*** Dataset content ***

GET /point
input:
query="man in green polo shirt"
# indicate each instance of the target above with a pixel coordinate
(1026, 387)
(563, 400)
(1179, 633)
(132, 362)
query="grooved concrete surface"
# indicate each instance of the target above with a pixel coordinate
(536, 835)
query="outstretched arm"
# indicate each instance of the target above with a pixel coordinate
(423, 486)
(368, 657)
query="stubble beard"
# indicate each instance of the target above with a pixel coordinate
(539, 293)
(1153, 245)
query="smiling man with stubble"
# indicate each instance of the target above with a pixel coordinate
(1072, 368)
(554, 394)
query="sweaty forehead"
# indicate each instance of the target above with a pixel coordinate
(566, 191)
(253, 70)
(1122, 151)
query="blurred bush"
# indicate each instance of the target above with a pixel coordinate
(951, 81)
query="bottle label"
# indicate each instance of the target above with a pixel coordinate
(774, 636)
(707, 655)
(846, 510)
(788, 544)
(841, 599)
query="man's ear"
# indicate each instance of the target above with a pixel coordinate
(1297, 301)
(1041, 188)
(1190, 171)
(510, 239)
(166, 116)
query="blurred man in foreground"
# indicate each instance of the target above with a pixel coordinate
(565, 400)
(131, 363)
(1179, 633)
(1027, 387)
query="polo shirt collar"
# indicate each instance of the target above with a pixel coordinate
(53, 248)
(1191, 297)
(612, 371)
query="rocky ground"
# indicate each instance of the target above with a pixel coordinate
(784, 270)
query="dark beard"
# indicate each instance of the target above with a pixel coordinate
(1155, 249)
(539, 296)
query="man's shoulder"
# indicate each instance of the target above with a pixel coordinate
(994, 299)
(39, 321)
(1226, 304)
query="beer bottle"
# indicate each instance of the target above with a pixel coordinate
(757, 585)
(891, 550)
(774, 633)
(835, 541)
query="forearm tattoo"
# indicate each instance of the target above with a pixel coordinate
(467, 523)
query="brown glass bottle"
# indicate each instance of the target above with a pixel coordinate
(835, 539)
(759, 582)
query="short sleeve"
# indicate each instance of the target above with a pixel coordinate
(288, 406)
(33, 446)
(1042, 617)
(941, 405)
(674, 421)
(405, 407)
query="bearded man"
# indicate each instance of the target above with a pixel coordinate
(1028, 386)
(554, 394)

*** End of Dataset content ***

■ Task description:
What this exercise asks for is every line of the data above with the word "stubble".

■ Reply:
query="stubble beard"
query="smiling man with stubble"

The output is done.